WHAT YOU ARE ASKED TO DO
Reproduce all lines of the listing below in which the word "facade" occurs.

INFORMATION
·····

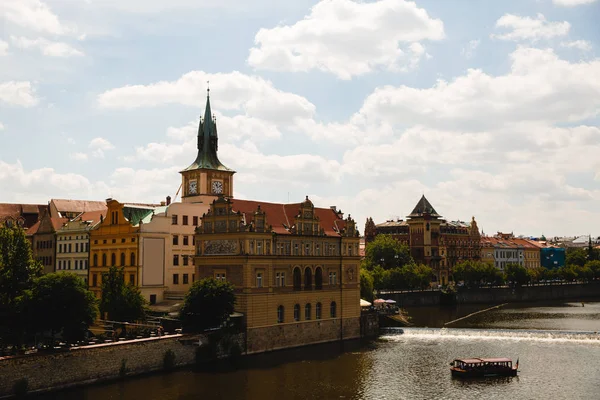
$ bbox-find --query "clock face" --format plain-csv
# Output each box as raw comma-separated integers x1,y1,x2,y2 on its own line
212,180,223,194
189,180,197,195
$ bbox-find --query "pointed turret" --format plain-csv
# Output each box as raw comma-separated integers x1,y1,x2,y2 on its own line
183,88,232,172
408,195,440,218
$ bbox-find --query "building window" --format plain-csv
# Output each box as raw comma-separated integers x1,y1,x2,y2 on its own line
304,267,312,289
277,305,284,323
330,301,337,318
172,215,178,225
173,255,179,266
183,274,189,284
173,235,179,246
276,272,285,287
257,241,263,255
329,271,337,285
316,302,322,320
68,243,72,253
183,236,189,246
102,253,107,266
120,252,125,266
193,216,199,226
129,274,135,285
173,274,179,284
92,274,98,287
215,272,226,281
84,260,88,269
305,303,311,320
192,274,195,282
293,267,301,290
293,304,300,322
93,254,98,266
130,253,136,266
256,272,263,288
183,215,188,225
315,267,323,290
183,255,189,265
110,253,116,266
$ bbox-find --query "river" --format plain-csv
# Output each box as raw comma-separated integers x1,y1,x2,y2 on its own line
41,300,600,400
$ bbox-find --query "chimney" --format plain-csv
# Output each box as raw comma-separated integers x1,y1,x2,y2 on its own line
166,196,171,206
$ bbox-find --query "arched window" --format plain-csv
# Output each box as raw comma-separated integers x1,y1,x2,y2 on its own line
130,253,136,267
305,303,311,320
111,253,116,266
120,252,125,266
277,305,284,323
93,254,98,267
315,267,323,290
316,302,322,320
293,267,301,291
102,253,107,266
304,267,312,290
293,304,300,321
330,301,337,318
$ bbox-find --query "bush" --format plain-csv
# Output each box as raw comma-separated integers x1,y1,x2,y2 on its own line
163,349,176,370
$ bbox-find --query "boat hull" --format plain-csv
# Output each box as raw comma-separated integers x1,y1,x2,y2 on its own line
451,368,517,378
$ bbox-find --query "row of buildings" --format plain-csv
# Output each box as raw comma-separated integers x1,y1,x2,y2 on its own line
364,197,588,281
0,92,362,353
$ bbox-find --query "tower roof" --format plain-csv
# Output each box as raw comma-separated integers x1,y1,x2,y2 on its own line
408,195,440,218
181,90,233,173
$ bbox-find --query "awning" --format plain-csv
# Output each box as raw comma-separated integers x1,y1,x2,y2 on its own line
373,299,386,304
385,299,397,304
360,299,372,307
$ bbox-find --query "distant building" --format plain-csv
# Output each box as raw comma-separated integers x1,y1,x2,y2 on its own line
0,203,47,229
480,234,541,270
49,199,107,220
26,210,68,274
366,195,481,285
56,210,106,284
540,247,566,270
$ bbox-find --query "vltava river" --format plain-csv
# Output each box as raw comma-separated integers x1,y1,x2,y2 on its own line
44,301,600,400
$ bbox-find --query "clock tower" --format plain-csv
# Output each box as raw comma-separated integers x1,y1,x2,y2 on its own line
180,89,235,203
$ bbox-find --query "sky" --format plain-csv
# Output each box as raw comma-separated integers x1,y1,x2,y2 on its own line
1,0,599,238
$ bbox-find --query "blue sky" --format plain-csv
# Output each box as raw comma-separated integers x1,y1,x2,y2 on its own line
1,0,599,237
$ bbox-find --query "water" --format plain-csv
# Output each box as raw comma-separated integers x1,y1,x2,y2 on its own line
41,301,600,400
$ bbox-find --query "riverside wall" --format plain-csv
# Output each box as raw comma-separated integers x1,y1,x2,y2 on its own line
0,334,201,398
384,283,600,307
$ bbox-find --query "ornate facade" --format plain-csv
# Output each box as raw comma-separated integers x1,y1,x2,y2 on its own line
366,195,481,285
190,93,362,353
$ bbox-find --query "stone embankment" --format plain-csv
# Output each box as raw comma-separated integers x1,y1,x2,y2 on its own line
383,282,600,307
0,334,202,398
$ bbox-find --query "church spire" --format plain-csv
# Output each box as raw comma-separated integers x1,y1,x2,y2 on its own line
183,87,232,173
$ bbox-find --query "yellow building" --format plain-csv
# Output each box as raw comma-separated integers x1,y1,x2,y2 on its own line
187,92,362,353
88,199,156,297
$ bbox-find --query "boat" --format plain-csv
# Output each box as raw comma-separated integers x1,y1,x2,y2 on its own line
450,358,518,378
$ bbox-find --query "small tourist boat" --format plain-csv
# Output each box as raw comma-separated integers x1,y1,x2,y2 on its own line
450,358,518,378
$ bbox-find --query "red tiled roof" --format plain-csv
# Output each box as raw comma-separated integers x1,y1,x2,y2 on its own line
228,199,347,237
50,217,69,231
26,221,41,236
51,199,107,214
77,210,107,225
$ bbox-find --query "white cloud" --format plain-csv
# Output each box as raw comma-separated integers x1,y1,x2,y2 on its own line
247,0,444,79
0,122,4,131
560,40,592,51
69,152,88,161
0,40,8,56
461,39,480,59
492,14,570,42
553,0,597,6
0,81,40,107
10,36,84,57
0,0,77,36
353,47,600,132
89,137,115,158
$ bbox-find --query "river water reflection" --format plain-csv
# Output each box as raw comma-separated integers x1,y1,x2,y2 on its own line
45,301,600,400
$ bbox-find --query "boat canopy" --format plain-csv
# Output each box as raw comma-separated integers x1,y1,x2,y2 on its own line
454,358,512,364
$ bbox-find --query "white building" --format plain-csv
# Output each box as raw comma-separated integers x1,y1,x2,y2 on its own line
56,210,106,284
138,200,210,304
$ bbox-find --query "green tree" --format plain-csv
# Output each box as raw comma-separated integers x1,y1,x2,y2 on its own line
370,265,390,291
584,260,600,280
566,248,587,267
365,235,413,270
100,266,146,322
505,263,529,286
527,266,545,284
180,278,235,333
23,273,98,343
558,265,578,282
360,269,374,302
0,225,42,348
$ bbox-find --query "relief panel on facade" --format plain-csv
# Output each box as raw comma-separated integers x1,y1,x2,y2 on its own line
204,239,239,255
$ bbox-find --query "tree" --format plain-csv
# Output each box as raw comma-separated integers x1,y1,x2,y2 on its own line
180,278,235,333
566,248,587,267
505,263,529,286
23,273,98,343
365,234,413,270
360,269,374,302
584,260,600,280
0,225,42,348
100,266,146,322
527,266,545,284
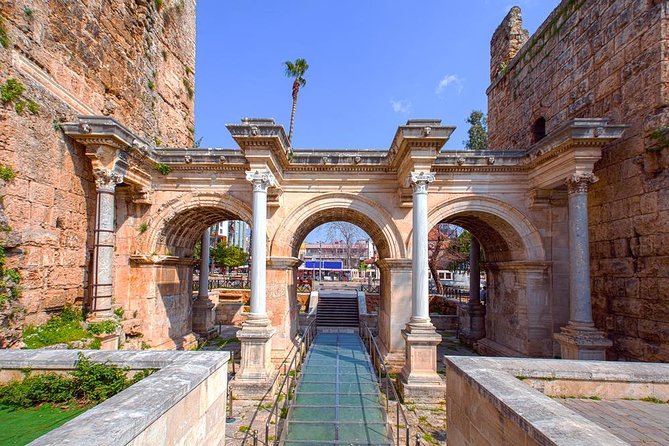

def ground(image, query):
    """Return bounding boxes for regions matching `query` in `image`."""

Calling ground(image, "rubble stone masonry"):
[0,0,195,326]
[488,0,669,361]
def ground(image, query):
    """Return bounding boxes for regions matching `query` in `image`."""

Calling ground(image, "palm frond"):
[284,61,297,77]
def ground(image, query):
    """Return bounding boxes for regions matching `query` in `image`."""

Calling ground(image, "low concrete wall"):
[430,314,458,331]
[445,356,669,446]
[215,301,246,325]
[0,350,229,446]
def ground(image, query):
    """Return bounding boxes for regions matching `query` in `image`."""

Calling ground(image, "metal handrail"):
[359,321,410,446]
[264,321,317,446]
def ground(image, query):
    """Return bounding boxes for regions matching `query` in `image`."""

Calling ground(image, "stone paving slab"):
[559,398,669,445]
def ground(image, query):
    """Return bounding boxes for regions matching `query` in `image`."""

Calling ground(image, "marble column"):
[193,230,216,337]
[410,172,433,325]
[199,230,211,299]
[400,172,445,403]
[555,173,612,360]
[90,168,122,320]
[466,237,486,342]
[235,169,278,399]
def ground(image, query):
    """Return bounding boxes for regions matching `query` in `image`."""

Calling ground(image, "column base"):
[232,370,279,400]
[460,302,486,347]
[192,295,216,338]
[236,316,276,383]
[554,323,612,360]
[399,321,445,403]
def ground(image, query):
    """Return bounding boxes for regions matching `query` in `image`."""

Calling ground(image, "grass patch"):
[552,395,602,400]
[640,396,667,404]
[0,403,88,445]
[87,320,118,336]
[22,306,90,349]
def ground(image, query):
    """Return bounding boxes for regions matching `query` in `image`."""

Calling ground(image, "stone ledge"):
[445,356,669,445]
[0,350,229,446]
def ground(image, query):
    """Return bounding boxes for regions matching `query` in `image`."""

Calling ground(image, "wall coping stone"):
[0,350,229,446]
[445,356,669,445]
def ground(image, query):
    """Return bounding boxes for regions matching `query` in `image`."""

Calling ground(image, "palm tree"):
[284,58,309,146]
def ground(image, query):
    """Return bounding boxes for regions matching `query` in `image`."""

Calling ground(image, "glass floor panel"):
[284,332,392,445]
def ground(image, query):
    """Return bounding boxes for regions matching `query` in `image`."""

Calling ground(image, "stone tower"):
[0,0,196,335]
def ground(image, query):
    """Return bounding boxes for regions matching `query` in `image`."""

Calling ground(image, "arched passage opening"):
[269,193,407,365]
[123,193,253,350]
[426,197,551,358]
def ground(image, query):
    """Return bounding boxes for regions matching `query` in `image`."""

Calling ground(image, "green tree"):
[284,58,309,146]
[464,110,488,150]
[211,243,248,269]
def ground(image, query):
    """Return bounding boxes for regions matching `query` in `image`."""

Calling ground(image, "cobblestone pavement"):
[558,398,669,445]
[210,325,477,446]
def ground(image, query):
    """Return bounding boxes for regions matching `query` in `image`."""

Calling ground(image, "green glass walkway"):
[283,332,392,446]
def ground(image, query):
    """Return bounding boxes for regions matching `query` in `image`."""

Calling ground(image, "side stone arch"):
[270,192,406,260]
[143,191,253,257]
[422,195,546,262]
[424,195,552,357]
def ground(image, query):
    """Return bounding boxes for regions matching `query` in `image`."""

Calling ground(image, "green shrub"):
[0,78,25,104]
[87,320,118,336]
[71,354,129,403]
[182,78,193,99]
[154,163,171,175]
[0,353,155,408]
[154,0,163,10]
[14,100,25,114]
[113,307,124,318]
[0,16,9,49]
[22,305,90,349]
[138,222,149,233]
[0,373,74,408]
[0,165,17,182]
[147,79,155,91]
[26,99,40,114]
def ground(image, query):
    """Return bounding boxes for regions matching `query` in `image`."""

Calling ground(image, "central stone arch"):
[426,196,552,357]
[270,192,405,260]
[268,192,409,364]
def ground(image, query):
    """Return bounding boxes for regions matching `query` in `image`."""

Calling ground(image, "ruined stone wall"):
[488,0,669,361]
[0,0,195,327]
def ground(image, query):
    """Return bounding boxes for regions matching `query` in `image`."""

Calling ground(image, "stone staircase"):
[316,291,359,328]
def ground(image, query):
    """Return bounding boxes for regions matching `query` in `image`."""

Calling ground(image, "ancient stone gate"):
[63,115,624,396]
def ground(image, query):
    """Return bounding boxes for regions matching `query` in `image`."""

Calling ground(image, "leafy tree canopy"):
[464,110,488,150]
[211,244,248,268]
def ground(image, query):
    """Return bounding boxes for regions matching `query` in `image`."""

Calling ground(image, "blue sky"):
[194,0,560,151]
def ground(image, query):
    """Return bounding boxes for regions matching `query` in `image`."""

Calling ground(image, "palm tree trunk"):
[288,79,300,146]
[288,97,297,145]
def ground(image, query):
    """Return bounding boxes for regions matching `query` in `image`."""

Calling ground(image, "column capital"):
[565,172,598,194]
[93,168,123,192]
[409,171,435,193]
[246,169,277,192]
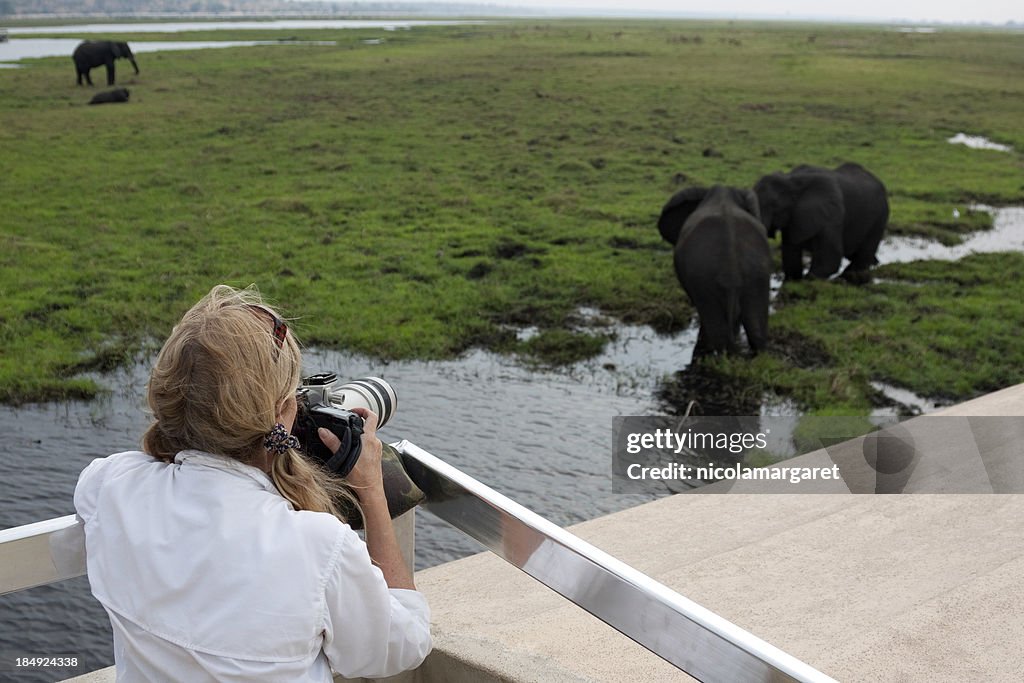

·····

EXPECTED ANSWER
$ bbox-find --query "ornate facade" --format plain-csv
$ bbox-find --query "relief panel on facade" --format plain-csv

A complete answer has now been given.